— TASK TO CARRY OUT —
Reproduce the lines below from the one that contains "I would appreciate it if you could identify the shirt cuff" through the end, inclusive, and add nothing.

☆ ☆ ☆

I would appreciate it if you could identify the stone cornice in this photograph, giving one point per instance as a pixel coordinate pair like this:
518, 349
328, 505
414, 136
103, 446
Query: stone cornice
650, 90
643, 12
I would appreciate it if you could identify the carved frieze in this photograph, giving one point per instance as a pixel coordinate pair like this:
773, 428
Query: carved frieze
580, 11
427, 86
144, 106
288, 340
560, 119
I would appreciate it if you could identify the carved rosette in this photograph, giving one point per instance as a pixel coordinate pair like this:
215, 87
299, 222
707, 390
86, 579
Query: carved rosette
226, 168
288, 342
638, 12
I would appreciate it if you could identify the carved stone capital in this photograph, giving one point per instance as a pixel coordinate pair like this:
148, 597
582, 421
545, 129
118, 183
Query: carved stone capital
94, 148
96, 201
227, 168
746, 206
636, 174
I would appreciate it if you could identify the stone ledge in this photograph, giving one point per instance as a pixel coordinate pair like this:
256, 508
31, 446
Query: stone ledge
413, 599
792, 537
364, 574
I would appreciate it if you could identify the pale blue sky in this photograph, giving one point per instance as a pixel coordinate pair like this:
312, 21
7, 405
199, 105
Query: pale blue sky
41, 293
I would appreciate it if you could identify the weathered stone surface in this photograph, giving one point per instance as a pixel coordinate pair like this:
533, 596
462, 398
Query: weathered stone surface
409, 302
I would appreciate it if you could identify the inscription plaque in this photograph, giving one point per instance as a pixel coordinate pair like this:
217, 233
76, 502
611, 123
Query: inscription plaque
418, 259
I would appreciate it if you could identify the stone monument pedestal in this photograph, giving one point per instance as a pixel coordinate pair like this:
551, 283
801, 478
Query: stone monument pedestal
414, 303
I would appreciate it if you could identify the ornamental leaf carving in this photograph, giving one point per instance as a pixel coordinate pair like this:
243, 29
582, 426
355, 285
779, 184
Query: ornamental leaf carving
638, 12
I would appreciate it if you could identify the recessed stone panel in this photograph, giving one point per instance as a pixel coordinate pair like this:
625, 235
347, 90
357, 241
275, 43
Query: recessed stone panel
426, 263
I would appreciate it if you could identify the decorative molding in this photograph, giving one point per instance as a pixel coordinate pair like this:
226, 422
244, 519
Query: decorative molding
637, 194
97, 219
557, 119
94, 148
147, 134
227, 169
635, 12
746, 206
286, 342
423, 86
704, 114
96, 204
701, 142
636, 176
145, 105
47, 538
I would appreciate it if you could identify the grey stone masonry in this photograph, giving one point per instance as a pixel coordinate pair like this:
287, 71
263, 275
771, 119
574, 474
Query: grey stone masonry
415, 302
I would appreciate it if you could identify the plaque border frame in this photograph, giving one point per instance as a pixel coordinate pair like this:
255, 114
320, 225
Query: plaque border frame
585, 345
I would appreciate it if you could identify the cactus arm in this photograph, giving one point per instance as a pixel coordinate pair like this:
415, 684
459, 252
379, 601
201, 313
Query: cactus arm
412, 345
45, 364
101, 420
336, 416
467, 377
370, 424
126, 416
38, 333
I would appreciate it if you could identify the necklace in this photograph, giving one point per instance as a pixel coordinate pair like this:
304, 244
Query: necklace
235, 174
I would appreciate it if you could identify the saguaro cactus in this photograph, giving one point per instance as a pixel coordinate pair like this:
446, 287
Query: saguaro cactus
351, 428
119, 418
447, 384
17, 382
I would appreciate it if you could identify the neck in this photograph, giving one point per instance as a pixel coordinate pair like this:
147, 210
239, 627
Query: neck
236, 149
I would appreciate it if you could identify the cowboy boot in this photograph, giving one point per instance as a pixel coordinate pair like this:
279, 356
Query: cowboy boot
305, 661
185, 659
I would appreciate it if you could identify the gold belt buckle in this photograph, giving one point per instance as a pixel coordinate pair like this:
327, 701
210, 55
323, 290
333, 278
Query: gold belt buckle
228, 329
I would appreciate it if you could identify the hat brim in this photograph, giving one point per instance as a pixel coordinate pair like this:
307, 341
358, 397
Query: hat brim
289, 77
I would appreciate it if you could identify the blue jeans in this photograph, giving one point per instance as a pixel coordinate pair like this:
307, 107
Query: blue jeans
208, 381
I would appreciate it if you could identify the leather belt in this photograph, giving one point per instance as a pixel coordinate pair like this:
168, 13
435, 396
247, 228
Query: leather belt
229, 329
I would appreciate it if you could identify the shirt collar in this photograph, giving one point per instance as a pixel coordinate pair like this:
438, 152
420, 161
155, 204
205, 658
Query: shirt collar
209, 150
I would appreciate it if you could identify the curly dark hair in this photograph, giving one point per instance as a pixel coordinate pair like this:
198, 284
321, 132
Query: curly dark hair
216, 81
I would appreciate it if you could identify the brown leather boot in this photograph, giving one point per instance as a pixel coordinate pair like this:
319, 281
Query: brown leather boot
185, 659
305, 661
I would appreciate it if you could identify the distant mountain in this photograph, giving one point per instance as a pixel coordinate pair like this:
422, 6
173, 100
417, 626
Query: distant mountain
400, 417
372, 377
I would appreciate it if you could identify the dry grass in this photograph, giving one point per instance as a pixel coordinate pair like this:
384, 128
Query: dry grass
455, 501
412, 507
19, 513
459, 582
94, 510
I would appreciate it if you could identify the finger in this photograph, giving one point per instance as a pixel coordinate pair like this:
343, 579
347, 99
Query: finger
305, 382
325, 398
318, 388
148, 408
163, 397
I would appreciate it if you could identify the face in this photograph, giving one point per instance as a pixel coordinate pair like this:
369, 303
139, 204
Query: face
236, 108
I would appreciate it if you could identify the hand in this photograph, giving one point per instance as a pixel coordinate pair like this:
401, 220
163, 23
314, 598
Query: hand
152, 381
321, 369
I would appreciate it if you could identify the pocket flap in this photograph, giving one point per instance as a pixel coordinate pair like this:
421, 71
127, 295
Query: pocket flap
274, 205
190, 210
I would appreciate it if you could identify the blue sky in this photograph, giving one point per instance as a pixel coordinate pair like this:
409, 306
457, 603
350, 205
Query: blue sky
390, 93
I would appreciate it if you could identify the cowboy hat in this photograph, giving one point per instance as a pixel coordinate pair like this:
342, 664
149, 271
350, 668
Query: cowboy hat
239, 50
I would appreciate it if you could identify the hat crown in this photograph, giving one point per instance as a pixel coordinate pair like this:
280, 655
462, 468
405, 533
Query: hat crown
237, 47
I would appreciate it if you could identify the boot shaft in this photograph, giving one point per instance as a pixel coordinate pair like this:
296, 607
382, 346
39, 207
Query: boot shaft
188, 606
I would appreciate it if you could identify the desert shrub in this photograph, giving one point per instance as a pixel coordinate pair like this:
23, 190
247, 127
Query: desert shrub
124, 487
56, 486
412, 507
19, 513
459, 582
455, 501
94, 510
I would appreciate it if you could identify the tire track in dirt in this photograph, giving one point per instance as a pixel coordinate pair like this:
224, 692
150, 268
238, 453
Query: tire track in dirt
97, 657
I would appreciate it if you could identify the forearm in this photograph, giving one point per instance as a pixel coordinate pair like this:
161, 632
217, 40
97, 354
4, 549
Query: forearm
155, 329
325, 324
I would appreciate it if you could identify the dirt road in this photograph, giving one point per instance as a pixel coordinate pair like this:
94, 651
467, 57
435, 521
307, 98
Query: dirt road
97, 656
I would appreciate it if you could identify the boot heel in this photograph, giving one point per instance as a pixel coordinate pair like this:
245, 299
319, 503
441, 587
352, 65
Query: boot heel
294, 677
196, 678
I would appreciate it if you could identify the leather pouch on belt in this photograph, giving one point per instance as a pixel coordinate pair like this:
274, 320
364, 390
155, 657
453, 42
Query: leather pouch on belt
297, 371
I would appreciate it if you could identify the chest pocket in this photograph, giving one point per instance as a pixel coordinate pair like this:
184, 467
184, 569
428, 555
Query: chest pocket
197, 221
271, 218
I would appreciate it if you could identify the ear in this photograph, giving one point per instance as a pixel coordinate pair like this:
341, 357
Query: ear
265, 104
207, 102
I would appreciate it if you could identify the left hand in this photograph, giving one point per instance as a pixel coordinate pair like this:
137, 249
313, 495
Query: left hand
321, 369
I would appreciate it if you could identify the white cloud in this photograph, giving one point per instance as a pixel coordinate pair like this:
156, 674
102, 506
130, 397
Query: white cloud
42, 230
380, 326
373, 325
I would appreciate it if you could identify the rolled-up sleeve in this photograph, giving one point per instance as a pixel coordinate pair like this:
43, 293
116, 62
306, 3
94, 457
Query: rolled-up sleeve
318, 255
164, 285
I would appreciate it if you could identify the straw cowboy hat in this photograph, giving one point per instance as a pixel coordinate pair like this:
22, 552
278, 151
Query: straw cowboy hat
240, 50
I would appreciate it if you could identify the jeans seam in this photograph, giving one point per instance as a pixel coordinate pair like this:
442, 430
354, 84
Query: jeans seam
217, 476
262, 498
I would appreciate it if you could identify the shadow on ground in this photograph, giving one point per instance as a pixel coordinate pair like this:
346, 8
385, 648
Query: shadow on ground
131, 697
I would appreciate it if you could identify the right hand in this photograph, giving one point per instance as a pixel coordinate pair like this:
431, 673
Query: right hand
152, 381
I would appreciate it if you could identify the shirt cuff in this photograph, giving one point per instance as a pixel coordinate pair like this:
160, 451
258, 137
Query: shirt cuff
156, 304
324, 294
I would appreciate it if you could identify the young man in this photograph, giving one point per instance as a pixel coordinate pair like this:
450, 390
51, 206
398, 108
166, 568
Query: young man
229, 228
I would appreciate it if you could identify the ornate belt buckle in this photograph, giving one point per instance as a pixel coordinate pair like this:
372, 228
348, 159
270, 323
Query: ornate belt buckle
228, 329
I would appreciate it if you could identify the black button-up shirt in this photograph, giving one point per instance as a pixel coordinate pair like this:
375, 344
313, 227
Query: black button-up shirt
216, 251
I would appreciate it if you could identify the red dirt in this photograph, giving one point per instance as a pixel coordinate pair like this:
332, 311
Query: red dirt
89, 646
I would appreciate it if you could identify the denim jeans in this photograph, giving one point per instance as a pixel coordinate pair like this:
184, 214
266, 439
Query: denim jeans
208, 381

☆ ☆ ☆

— ANSWER FOR THIS EXERCISE —
I would appreciate it if you could identify the shirt cuff in this photograph, giving one point per instance as a pixel coordinate pair like this:
160, 451
258, 137
Query: shirt cuff
156, 304
324, 294
I would appreciate it if you could identify the young man in this photograph, giving one point per instance as a pixel coordinate pair like this:
450, 390
51, 206
398, 108
166, 568
Query: young man
229, 228
I would appreciate it if you could identify the ornate belt buckle in this photograph, giving one point per instance as a pixel coordinate pair like this:
372, 228
348, 159
270, 323
Query: ornate belt buckle
228, 329
I would appreciate it if you could identify the black button-up shirt in this photograph, giving one point per instance as a pixel coordinate pair like this:
375, 344
313, 227
Query: black button-up shirt
216, 251
I would appreciate it if you could identify the red dirt in this photograph, giving one point per instance as a pixel coordinate pair like this:
332, 311
Query: red dirt
89, 646
I would appreciate it if you could identify the denim jeans in this photograph, giving one point per instance as a pixel coordinate pair like this:
184, 214
266, 439
Query: denim jeans
208, 381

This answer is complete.